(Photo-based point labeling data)
★ ★ ★ ★
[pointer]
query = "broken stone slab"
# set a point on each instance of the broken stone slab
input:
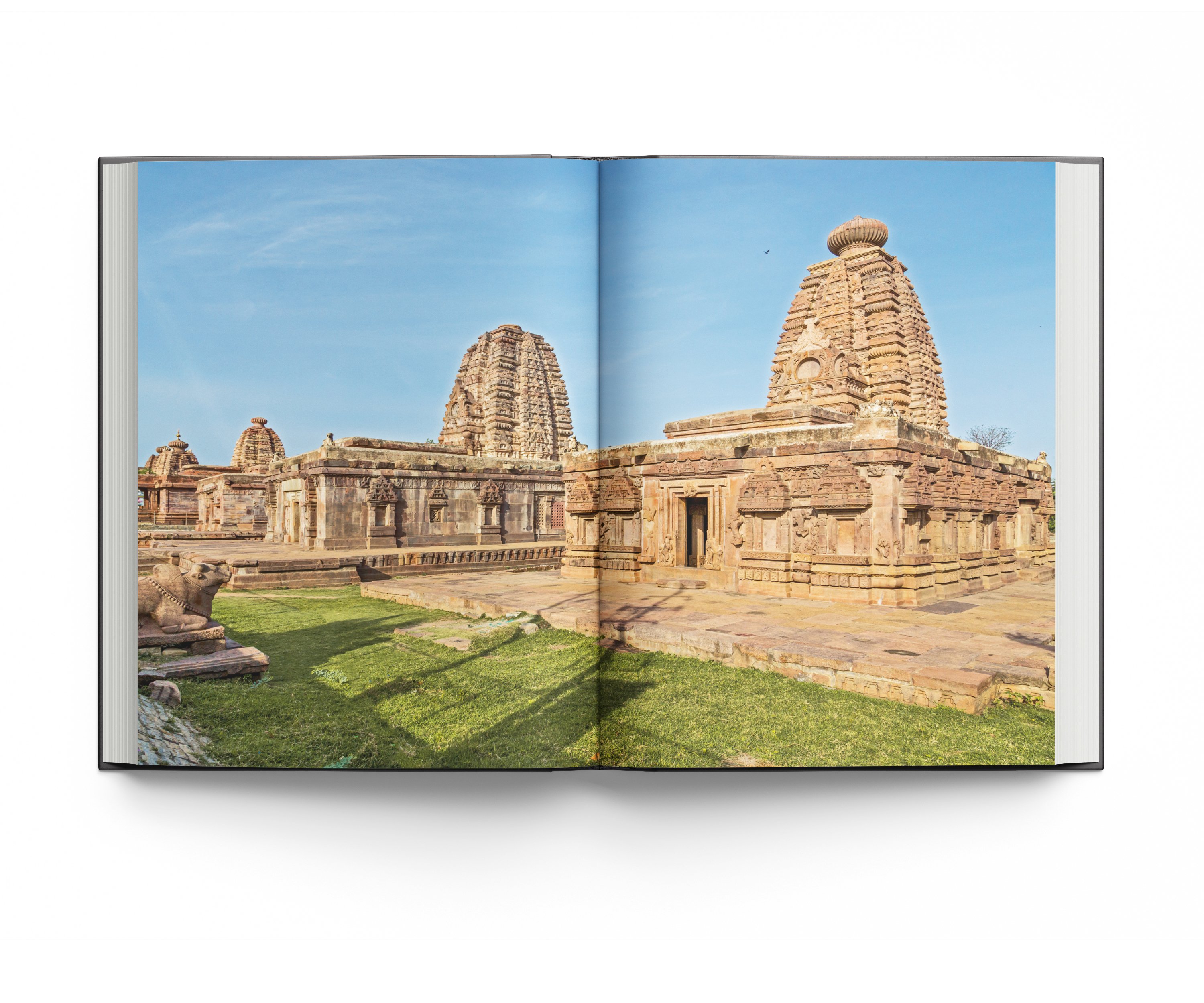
(459, 644)
(153, 639)
(220, 665)
(165, 693)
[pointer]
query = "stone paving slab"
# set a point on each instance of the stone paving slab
(167, 740)
(964, 659)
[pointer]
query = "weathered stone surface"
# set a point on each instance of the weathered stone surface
(164, 692)
(168, 740)
(530, 420)
(230, 662)
(834, 645)
(847, 487)
(179, 601)
(150, 638)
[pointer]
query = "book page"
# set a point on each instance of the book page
(358, 384)
(825, 493)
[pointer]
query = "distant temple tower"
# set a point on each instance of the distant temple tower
(167, 460)
(257, 447)
(856, 334)
(510, 400)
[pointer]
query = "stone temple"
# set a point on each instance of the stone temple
(495, 475)
(847, 485)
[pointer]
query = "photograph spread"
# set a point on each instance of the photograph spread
(540, 463)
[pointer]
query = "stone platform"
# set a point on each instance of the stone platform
(233, 660)
(258, 565)
(204, 642)
(958, 654)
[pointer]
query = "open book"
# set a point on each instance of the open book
(539, 463)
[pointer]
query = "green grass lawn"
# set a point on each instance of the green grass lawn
(386, 700)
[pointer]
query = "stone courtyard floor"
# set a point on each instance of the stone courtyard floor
(959, 653)
(165, 740)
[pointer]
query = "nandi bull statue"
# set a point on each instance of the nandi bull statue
(175, 601)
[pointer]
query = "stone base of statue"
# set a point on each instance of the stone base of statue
(201, 642)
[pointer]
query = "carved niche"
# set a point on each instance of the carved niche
(764, 491)
(619, 494)
(492, 494)
(582, 496)
(382, 491)
(840, 487)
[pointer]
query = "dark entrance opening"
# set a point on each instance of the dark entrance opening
(695, 532)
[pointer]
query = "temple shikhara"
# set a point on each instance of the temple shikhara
(494, 479)
(844, 485)
(847, 484)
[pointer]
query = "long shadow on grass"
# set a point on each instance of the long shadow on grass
(553, 722)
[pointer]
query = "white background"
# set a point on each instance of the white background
(735, 885)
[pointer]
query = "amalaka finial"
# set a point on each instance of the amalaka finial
(858, 234)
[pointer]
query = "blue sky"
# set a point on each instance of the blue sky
(340, 295)
(693, 306)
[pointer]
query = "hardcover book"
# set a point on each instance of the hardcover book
(563, 463)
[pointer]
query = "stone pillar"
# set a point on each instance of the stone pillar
(885, 512)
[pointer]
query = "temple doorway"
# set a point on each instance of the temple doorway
(695, 532)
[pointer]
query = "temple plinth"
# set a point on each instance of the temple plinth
(847, 485)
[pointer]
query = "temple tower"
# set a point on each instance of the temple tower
(257, 447)
(856, 334)
(508, 399)
(167, 460)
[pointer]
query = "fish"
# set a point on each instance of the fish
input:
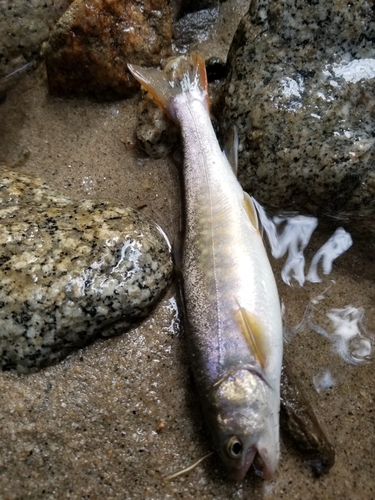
(231, 302)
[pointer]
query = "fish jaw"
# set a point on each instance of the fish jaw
(243, 419)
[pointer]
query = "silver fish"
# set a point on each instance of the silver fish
(231, 300)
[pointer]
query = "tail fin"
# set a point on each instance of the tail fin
(182, 74)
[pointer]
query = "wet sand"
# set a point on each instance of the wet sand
(115, 418)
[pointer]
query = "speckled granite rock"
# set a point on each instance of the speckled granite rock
(301, 92)
(69, 271)
(23, 28)
(88, 52)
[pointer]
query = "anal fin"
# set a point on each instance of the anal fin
(254, 336)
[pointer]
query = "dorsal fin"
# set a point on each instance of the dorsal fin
(255, 339)
(251, 210)
(231, 148)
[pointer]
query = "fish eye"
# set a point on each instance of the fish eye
(233, 447)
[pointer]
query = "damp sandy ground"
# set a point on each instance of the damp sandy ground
(115, 418)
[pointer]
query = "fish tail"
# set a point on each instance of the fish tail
(184, 74)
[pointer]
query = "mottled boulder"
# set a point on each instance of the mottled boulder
(301, 92)
(71, 271)
(88, 52)
(23, 28)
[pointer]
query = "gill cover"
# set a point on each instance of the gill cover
(244, 423)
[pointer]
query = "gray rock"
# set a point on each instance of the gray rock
(70, 271)
(301, 92)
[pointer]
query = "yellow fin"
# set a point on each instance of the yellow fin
(182, 74)
(253, 333)
(251, 210)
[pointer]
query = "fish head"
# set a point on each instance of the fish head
(244, 422)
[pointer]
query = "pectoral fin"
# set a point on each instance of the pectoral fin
(250, 210)
(255, 339)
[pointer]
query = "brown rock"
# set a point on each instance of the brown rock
(88, 52)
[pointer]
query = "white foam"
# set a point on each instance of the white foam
(293, 239)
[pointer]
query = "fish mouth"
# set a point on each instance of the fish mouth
(238, 473)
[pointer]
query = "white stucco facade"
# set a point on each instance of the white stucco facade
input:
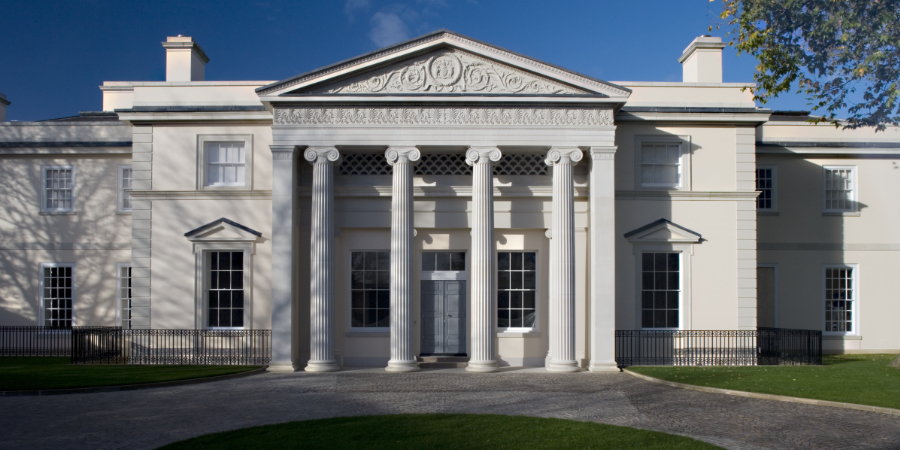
★ ★ ★ ★
### Exercise
Please pull out each line of the items above that contains the word "green".

### Task response
query = "green grass lawn"
# set a point on each instance of the green grass lawn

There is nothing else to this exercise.